[BEGIN]
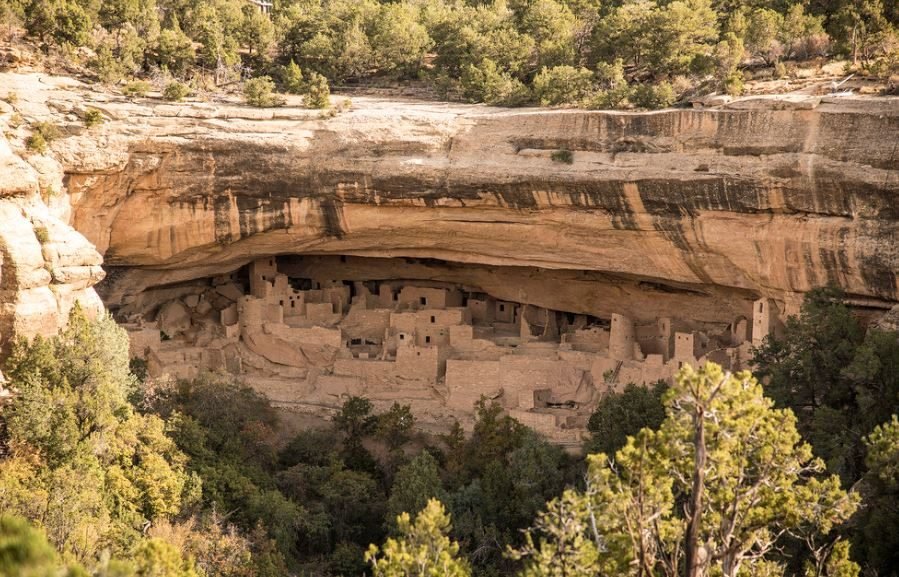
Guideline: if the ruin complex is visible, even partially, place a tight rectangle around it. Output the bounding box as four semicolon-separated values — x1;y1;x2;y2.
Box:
125;256;778;447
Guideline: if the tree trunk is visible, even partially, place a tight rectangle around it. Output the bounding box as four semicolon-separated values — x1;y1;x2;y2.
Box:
684;406;706;577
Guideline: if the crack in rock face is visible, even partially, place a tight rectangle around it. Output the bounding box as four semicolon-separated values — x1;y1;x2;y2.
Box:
0;74;899;443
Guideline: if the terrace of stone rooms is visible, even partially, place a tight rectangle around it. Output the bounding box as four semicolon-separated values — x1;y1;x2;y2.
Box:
123;256;779;448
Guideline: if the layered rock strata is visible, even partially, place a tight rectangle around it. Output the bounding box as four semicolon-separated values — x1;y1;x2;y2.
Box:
0;75;899;418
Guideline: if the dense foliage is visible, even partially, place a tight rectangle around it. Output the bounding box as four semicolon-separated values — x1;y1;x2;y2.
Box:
0;0;899;107
517;363;858;577
754;288;899;575
0;289;899;577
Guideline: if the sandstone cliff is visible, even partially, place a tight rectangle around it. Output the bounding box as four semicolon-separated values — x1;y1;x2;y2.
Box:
0;86;104;358
0;70;899;348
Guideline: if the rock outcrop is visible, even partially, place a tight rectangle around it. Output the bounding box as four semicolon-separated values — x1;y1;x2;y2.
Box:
0;90;104;358
0;75;899;352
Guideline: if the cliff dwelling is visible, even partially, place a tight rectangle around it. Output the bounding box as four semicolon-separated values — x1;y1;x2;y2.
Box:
0;74;899;446
116;255;778;447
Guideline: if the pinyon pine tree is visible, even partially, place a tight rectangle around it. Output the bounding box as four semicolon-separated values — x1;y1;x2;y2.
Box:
365;499;471;577
513;363;858;577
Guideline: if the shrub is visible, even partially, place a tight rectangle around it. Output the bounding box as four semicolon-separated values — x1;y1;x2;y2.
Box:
462;58;530;106
88;42;126;83
162;81;190;102
82;108;103;128
25;132;47;154
631;82;676;110
774;61;788;78
281;60;306;94
33;122;62;143
584;84;631;110
25;122;61;154
34;226;50;244
122;80;152;98
534;66;593;106
156;24;195;75
243;76;284;108
549;148;574;164
303;72;331;108
724;70;743;96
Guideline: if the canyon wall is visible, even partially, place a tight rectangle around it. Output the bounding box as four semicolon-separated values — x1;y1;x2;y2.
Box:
0;91;104;360
0;75;899;352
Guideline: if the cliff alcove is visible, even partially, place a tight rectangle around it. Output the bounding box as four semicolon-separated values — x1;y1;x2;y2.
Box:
0;74;899;442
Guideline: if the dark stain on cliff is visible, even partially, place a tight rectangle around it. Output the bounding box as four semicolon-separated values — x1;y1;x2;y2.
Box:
212;194;231;245
235;196;292;238
318;197;346;238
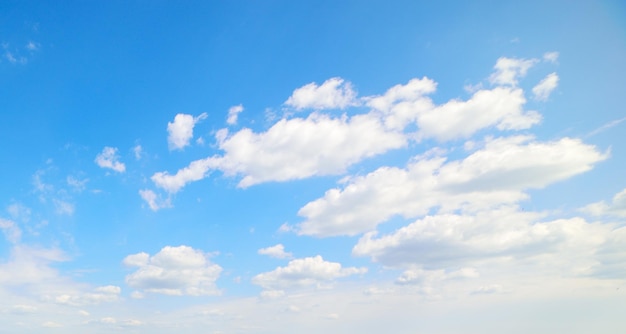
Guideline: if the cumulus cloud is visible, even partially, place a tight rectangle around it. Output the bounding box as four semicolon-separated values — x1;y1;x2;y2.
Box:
226;104;243;125
123;246;222;296
210;113;407;187
167;113;207;150
258;244;293;259
152;113;406;192
296;136;608;236
395;267;480;287
581;189;626;217
47;285;122;306
489;57;537;86
151;157;219;193
533;73;559;101
417;87;541;141
252;255;367;291
95;146;126;173
152;58;556;193
543;51;559;63
353;206;624;281
285;78;357;110
139;189;172;211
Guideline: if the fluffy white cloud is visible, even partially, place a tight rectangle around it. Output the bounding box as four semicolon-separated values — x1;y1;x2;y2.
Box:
252;255;367;291
226;104;243;125
167;113;207;150
543;51;559;63
211;113;407;187
365;78;541;141
48;285;122;306
396;267;480;286
139;189;172;211
95;146;126;173
152;113;407;193
581;189;626;217
52;198;75;216
285;78;357;110
489;57;537;86
417;87;541;141
123;246;222;296
152;58;556;193
353;206;626;280
258;244;293;259
533;73;559;101
296;136;607;236
151;157;219;193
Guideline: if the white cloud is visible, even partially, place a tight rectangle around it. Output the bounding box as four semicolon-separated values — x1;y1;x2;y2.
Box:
95;146;126;173
152;58;556;193
41;321;63;328
285;78;357;110
543;51;559;63
489;57;537;87
363;77;437;131
396;267;480;286
151;157;219;193
52;285;122;306
214;113;406;187
417;87;541;141
258;244;293;259
296;136;607;236
226;104;243;125
581;189;626;217
0;218;22;244
252;255;367;291
585;117;626;138
353;206;614;278
167;113;207;150
124;246;222;296
152;113;406;193
533;73;559;101
139;189;172;211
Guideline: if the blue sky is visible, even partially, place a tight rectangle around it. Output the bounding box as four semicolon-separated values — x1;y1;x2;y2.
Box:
0;1;626;333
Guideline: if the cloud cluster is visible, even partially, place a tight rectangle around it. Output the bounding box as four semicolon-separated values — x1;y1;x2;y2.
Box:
582;189;626;217
252;255;367;295
533;73;559;101
167;113;207;150
123;246;222;296
258;244;293;259
152;58;549;193
297;136;608;236
285;78;357;110
226;104;243;125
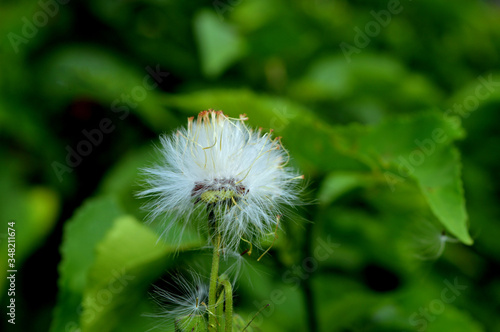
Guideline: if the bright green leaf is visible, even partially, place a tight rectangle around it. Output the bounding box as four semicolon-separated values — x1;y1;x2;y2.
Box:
194;11;245;77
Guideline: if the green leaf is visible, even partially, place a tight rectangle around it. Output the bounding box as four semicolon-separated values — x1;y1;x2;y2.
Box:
163;89;368;173
51;197;123;332
39;45;176;131
81;216;177;332
318;172;374;205
336;113;473;244
0;169;60;297
194;11;245;77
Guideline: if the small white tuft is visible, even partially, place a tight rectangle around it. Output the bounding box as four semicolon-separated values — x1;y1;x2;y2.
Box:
144;272;209;331
139;110;303;250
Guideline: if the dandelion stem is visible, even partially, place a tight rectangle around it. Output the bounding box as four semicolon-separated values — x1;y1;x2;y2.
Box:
219;274;233;332
208;211;221;332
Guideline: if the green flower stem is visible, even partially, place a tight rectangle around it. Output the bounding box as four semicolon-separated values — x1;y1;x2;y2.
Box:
[END]
> Task to carry out
Render every line of the data above as a numbered list, skipping blank lines and leaving out the pictures.

> Answer to the exercise
1. Guideline: if the ruin complex is visible, even partially, place a tight rectangle around it. Output the bounding box as four semicolon-separated values — x1;y1;x2;y2.
2. Box:
3. 125;256;778;447
4. Guideline: if the tree trunk is visible, even partially, place a tight rectangle around it. Output the bounding box as four semicolon-separated values — x1;y1;x2;y2.
5. Box:
6. 684;406;706;577
7. Guideline: if the crack in rock face is visible, even partially, place a tight rectangle around it. Output the bounding box as four semicolon-separated values — x1;y1;x2;y2.
8. Box:
9. 0;74;899;443
10. Guideline: if the terrace of stone rooms is visible, even partially, place a tight rectangle around it. Output the bounding box as four semicolon-separated values — x1;y1;x2;y2.
11. Box:
12. 123;256;779;448
13. Guideline: if the layered rock strata is visible, even partially, place a tight rectangle around it. Output the bounding box as four semicolon-separated values — x1;y1;x2;y2.
14. Box:
15. 0;75;899;418
16. Guideline: if the dense foliage is visible, even partially, place a tight rectangle around it. Output the bounding box as four semicolon-separated values — x1;y1;x2;y2.
17. Box:
18. 0;0;899;107
19. 517;363;858;577
20. 754;288;899;575
21. 0;289;899;577
22. Guideline: if the sandstone cliff is visible, even partially, place a tight rectangle around it. Output the bounding box as four semicolon-separated values — x1;y1;x2;y2.
23. Box:
24. 0;86;104;358
25. 0;70;899;348
26. Guideline: if the rock outcrop is visible, even partially, place a tight rectangle around it. Output the bounding box as four semicolon-separated values — x1;y1;x2;y2.
27. Box:
28. 0;90;104;358
29. 0;75;899;352
30. Guideline: if the cliff dwelling is visible, even partially, place a tight rectangle around it. Output the bounding box as four semicolon-separated values — x1;y1;x2;y2.
31. Box:
32. 0;74;899;446
33. 116;255;778;447
34. Guideline: if the pinyon pine tree is visible, even partially, place a tight rectangle around it. Output the bounding box as four semicolon-separated values — x1;y1;x2;y2.
35. Box:
36. 365;499;471;577
37. 513;363;858;577
38. Guideline: if the shrub is visible, even partially, place a tight rectangle around it. Output the bounding box as four semicolon-separated values — x1;y1;x2;y2.
39. Box:
40. 462;58;530;106
41. 88;42;126;83
42. 162;81;190;102
43. 82;108;103;128
44. 25;132;47;154
45. 631;82;676;110
46. 774;61;788;78
47. 281;60;306;94
48. 33;122;62;143
49. 584;84;631;110
50. 25;122;61;154
51. 34;226;50;244
52. 122;80;152;98
53. 534;66;593;106
54. 156;24;195;75
55. 243;76;284;108
56. 549;148;574;164
57. 303;72;331;108
58. 724;70;743;96
59. Guideline: if the canyon wall is visible, even partially, place a tight rectangle around it. Output the bounding box as four semicolon-separated values — x1;y1;x2;y2.
60. Box:
61. 0;91;104;360
62. 0;75;899;352
63. Guideline: if the cliff alcove is visible, even partially, place a tight rectangle around it. Output the bounding box as four semicolon-separated values — x1;y1;x2;y2.
64. Box:
65. 0;74;899;442
66. Guideline: if the dark stain on cliff is visible, even partially, place a tight rectangle around it. Output the bounding box as four semicolon-separated values — x1;y1;x2;y2.
67. Box:
68. 212;194;231;245
69. 235;196;292;238
70. 318;197;346;238
71. Guideline: if the cumulus cloud is visible, even partially, place a tight rectangle around it. Output the bounding box as four semicolon-separated values — x1;y1;x2;y2.
72. Box:
73. 226;104;243;125
74. 123;246;222;296
75. 210;113;407;187
76. 167;113;207;150
77. 258;244;293;259
78. 152;113;406;192
79. 296;136;608;236
80. 395;267;480;287
81. 581;189;626;217
82. 47;285;122;306
83. 489;57;537;86
84. 151;157;219;193
85. 533;73;559;101
86. 417;87;541;141
87. 252;255;367;291
88. 95;146;126;173
89. 152;58;556;193
90. 543;51;559;63
91. 353;206;624;281
92. 285;78;357;110
93. 139;189;172;211
94. Guideline: if the fluffy white cloud is visible, even partially, place a tight rectangle around it. Output the bounding box as four semicolon-separated values — x1;y1;x2;y2.
95. Box:
96. 252;255;367;291
97. 226;104;243;125
98. 167;113;207;150
99. 543;51;559;63
100. 211;113;407;187
101. 365;78;541;141
102. 48;285;122;306
103. 396;267;480;286
104. 139;189;172;211
105. 95;146;126;173
106. 152;113;407;193
107. 581;189;626;217
108. 52;198;75;216
109. 285;78;357;110
110. 489;57;537;86
111. 417;87;541;141
112. 123;246;222;296
113. 152;58;556;193
114. 353;206;626;280
115. 258;244;293;259
116. 533;73;559;101
117. 296;136;607;236
118. 151;157;219;193
119. Guideline: if the white cloud is visible, even partially, place a tight rectangle around it. Output the bounding box as four semicolon-separated values — x1;y1;x2;y2.
120. Box:
121. 95;146;126;173
122. 152;58;556;193
123. 41;321;63;328
124. 285;78;357;110
125. 543;51;559;63
126. 489;57;537;87
127. 363;77;437;131
128. 396;267;480;286
129. 151;157;219;193
130. 52;285;122;306
131. 214;113;406;187
132. 417;87;541;141
133. 258;244;293;259
134. 296;136;607;236
135. 226;104;243;125
136. 581;189;626;217
137. 0;218;22;244
138. 252;255;367;291
139. 585;117;626;138
140. 353;206;614;278
141. 167;113;207;150
142. 124;246;222;296
143. 152;113;406;193
144. 533;73;559;101
145. 139;189;172;211
146. Guideline: if the blue sky is visible, even partially, place a tight rectangle around it. Output the bounding box as four semicolon-separated values — x1;y1;x2;y2.
147. Box:
148. 0;1;626;333
149. Guideline: if the cloud cluster is visible, even partially, place a tight rectangle around it. Output the bounding box as four semicolon-separated values — x1;y1;x2;y2.
150. Box:
151. 582;189;626;217
152. 252;255;367;295
153. 533;73;559;101
154. 167;113;207;150
155. 123;246;222;296
156. 258;244;293;259
157. 152;58;549;193
158. 297;136;608;236
159. 285;78;357;110
160. 226;104;243;125
161. Guideline: if the bright green leaf is visible, even partially, place a tight rectangle around it. Output the bounding box as four semicolon-separated values — x1;y1;x2;y2.
162. Box:
163. 194;11;245;77
164. Guideline: if the green leaf is visible, even partially, place a tight rectangle around it. Output the bounding box as four semicolon-separated values — x1;y1;x2;y2.
165. Box:
166. 163;89;368;173
167. 51;197;123;332
168. 39;45;176;131
169. 81;216;177;332
170. 318;172;374;205
171. 336;113;473;244
172. 0;169;60;297
173. 194;11;245;77
174. Guideline: if the small white tuft is visible, even partially, place a tight rectangle around it. Output the bounding box as four semicolon-separated values — x1;y1;x2;y2.
175. Box:
176. 144;272;209;331
177. 139;110;303;250
178. Guideline: if the dandelion stem is visible, even partially, place a tight rectangle around it. Output the bounding box as four semicolon-separated values — x1;y1;x2;y2.
179. Box:
180. 219;274;233;332
181. 208;211;221;332
182. Guideline: if the green flower stem is visible, even partially, place a tight rectangle around it. Output the bounding box as four semicolon-separated values — x1;y1;x2;y2.
183. Box:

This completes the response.